SET PROBLEM: From the text on Belgian beer, explain in one to three sentences why Lambic beer is still found in the Pajottenland and the Senne Valley.
[start TEXT SECTION]
This mishmash of influences (and the fact that Belgium has been ruled by various regimes) encouraged Belgians to develop practical workarounds and create new and unique beers.

Regionality

Despite its relatively small size, Belgium’s beer diversity impresses even the most experienced brewheads. This begs the question, why so many regional specialities? In the early to mid-19th century, the average Belgian brewery was very small, mostly because there was a tax incentive to remain so. Rather than packaging beer, they were selling beer from wooden barrels directly to consumers in their own pubs. 

In 1845, there were 3089 breweries in Belgium – today, there are just around 380. As a result, production and consumption has stayed local, preserving distinctive varieties of yeast and maintaining the unique character of a town’s beer style. This limited reach is the reason why Lambic beer is still found in the Pajottenland and the Senne Valley, why Oud Bruin production remains strongest in South West Flanders and why Saison is still most associated with the province of Henegouwen.

Ingredients and process

Belgian yeasts kick off a pronounced range of flavor and aroma compounds when compared to yeasts from other countries. Because of these compounds, Delirium Tremens evokes the essence of pears and oranges, Chimay Bleue tastes like figs and prunes, and Sint Bernardus Wit embraces the zest of pepper and clove. 

And Belgians are not afraid to add flavors to their beer, either, whether it entails emptying their spice cabinet of bitter orange, coriander and grains of paradise, or throwing in fruits such as cherries, raspberries, or apricots. 

Beer sampler plank with Belgian beers for beer tasting in Flemish cafŽ.
Belgian glassware complements the beer it contains – it can be an art form of its own © Arterra / Getty Images

Glassware in Belgium: the theater of Belgian beer

Presentation functions as a key element of Belgian beer culture, particularly when it comes to glassware – it’s one part marketing, one part theater, and one part attempt to maximize the beer experience. From goblet to tulip and from shaker to stange, a lot goes into the decision: the level of alcohol, desired serving temperature, aromatic qualities, level of carbonation, and handling dynamics.
[end TEXT SECTION]
[start RECORDED DATA]
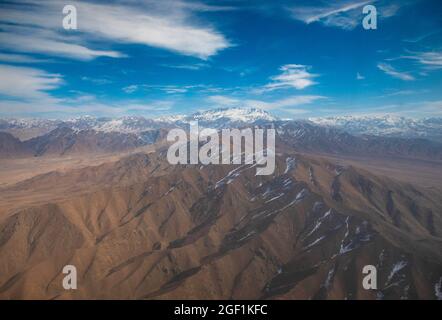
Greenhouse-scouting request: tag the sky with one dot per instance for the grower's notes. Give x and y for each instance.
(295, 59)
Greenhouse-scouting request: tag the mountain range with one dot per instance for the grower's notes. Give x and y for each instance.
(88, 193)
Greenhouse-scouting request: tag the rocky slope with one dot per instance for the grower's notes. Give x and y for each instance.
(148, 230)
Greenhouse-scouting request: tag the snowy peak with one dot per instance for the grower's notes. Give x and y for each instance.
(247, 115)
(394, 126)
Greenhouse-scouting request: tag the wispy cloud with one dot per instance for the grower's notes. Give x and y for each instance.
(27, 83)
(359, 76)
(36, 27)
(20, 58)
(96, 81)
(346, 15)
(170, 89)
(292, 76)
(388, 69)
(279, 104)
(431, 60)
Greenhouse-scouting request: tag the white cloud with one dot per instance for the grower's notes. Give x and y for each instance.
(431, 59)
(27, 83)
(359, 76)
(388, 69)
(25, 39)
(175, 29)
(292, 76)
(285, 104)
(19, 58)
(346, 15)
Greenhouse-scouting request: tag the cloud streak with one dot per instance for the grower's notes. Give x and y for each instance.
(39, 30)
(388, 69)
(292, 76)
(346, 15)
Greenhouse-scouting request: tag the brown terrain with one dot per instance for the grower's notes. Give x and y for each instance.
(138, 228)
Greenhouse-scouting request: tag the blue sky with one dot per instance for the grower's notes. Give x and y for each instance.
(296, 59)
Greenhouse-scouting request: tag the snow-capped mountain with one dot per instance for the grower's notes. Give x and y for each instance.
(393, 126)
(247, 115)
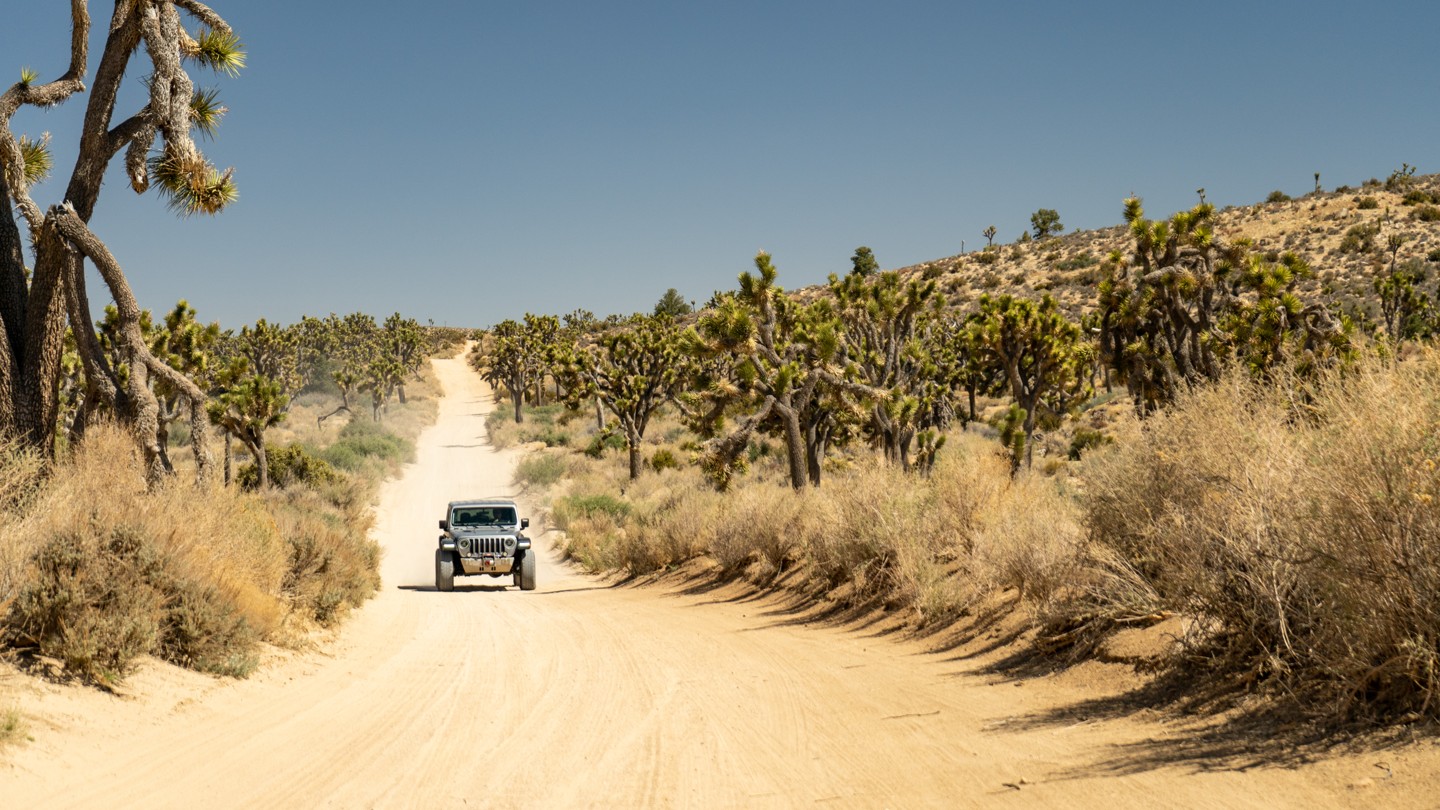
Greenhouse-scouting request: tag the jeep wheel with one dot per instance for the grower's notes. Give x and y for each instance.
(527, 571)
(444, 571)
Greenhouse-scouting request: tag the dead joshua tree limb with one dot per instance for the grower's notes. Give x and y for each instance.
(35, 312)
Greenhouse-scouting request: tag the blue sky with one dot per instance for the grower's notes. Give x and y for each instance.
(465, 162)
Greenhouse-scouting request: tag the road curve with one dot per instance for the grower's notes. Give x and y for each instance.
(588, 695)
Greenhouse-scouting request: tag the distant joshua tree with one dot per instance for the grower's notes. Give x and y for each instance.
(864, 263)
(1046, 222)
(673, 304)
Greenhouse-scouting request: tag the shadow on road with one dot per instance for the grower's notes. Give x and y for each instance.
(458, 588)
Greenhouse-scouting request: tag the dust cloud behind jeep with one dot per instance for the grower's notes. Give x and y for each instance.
[end RECORDED DATA]
[start RECORDED DATA]
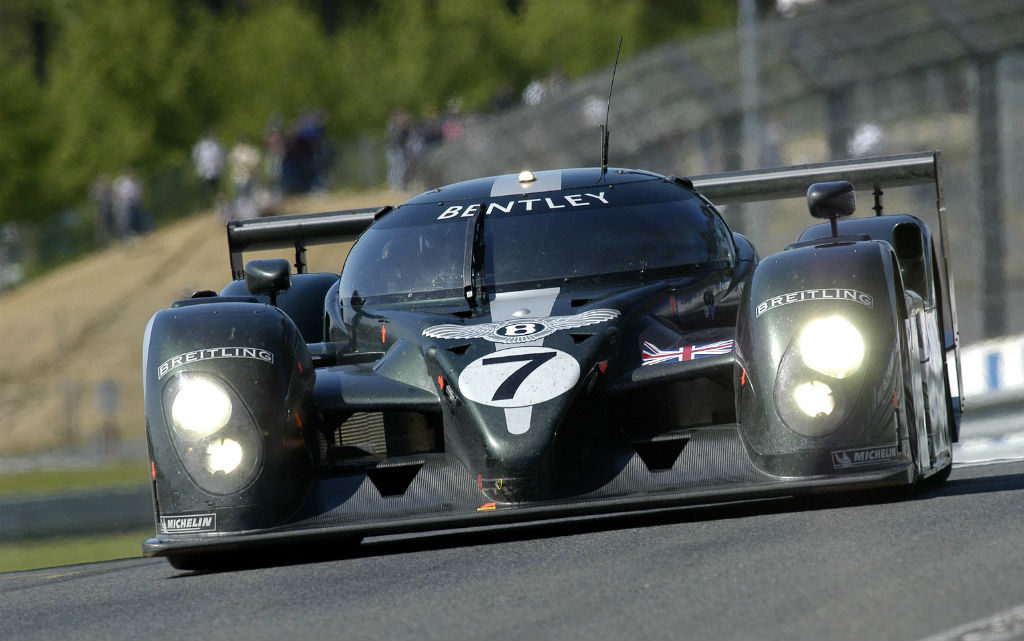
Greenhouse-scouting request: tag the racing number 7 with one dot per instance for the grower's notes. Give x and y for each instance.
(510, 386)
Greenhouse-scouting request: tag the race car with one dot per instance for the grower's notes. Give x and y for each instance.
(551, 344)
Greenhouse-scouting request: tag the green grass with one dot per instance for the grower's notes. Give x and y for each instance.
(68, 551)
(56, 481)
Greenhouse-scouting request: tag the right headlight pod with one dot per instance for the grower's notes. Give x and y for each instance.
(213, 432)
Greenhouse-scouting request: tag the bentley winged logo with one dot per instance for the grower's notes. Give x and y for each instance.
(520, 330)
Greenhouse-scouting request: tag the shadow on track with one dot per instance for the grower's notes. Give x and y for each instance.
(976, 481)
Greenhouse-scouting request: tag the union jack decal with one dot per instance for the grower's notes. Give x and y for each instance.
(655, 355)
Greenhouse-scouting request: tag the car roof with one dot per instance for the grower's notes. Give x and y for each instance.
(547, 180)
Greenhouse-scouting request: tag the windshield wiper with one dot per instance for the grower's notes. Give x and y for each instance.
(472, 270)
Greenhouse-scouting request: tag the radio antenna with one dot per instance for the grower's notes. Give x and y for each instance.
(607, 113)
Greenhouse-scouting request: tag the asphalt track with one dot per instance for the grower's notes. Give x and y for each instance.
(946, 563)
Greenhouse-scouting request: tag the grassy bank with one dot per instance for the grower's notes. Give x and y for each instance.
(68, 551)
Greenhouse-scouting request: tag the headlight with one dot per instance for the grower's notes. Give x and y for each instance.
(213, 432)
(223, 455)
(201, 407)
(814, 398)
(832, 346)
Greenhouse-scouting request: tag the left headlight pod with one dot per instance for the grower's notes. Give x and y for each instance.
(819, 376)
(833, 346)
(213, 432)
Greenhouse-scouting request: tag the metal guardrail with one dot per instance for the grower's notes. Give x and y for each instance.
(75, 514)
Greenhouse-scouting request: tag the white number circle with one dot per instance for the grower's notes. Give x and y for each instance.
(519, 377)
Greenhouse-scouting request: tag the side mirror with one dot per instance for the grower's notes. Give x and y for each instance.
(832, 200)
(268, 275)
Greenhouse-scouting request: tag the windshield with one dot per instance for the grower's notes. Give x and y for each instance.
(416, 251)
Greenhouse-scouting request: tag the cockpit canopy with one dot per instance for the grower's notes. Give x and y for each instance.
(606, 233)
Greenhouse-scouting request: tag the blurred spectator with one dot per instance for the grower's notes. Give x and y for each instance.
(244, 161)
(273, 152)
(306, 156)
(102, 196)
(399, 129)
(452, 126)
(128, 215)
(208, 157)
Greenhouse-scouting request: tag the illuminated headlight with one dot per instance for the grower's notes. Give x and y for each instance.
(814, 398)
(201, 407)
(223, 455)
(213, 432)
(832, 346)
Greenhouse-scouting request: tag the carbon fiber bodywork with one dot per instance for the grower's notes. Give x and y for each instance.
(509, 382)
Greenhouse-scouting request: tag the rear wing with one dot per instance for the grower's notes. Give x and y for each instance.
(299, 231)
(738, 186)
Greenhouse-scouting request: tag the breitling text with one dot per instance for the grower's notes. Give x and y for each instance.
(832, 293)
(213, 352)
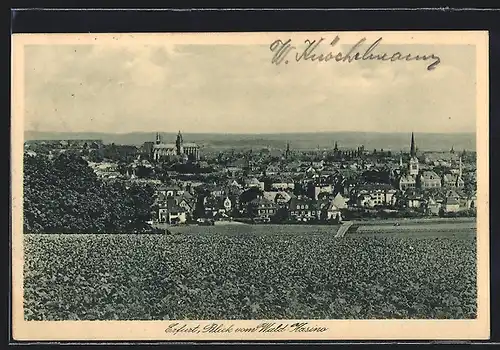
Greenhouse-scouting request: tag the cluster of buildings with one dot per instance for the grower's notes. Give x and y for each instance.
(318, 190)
[end RECORDED DATA]
[start RECORDED DATA]
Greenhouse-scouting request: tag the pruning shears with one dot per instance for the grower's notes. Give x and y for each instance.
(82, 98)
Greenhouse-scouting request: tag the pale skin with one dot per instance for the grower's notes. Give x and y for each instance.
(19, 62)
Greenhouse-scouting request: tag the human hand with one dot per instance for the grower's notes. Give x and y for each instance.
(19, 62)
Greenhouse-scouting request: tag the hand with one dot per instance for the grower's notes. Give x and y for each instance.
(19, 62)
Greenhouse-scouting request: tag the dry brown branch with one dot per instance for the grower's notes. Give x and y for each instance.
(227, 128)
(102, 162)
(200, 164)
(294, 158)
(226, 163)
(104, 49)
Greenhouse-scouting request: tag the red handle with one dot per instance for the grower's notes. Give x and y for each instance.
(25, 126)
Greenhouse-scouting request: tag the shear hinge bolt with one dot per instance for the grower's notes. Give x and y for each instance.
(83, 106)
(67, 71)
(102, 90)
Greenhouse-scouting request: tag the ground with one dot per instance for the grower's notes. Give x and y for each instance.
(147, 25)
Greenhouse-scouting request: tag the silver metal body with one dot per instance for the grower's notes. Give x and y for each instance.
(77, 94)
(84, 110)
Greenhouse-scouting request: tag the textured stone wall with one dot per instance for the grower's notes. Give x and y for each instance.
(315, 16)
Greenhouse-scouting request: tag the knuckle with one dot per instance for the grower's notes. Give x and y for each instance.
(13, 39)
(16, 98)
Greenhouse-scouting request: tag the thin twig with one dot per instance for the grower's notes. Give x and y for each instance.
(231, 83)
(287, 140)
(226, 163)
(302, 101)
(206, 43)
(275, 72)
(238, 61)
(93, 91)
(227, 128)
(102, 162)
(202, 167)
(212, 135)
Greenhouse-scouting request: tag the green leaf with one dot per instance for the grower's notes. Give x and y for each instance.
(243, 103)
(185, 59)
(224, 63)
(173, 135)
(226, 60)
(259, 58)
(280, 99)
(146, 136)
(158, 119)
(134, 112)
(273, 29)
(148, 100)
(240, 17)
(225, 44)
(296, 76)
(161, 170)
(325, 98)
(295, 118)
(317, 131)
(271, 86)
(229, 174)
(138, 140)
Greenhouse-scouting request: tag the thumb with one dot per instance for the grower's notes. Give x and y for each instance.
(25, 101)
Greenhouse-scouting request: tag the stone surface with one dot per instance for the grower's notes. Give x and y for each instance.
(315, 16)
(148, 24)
[end RECORDED DATA]
COMPLETED EXERCISE: The text gives the reason as limited reach: Belgian beer production and consumption stayed local. This preserved distinctive varieties of yeast and kept the unique character of a town's beer style, so Lambic remains tied to those areas.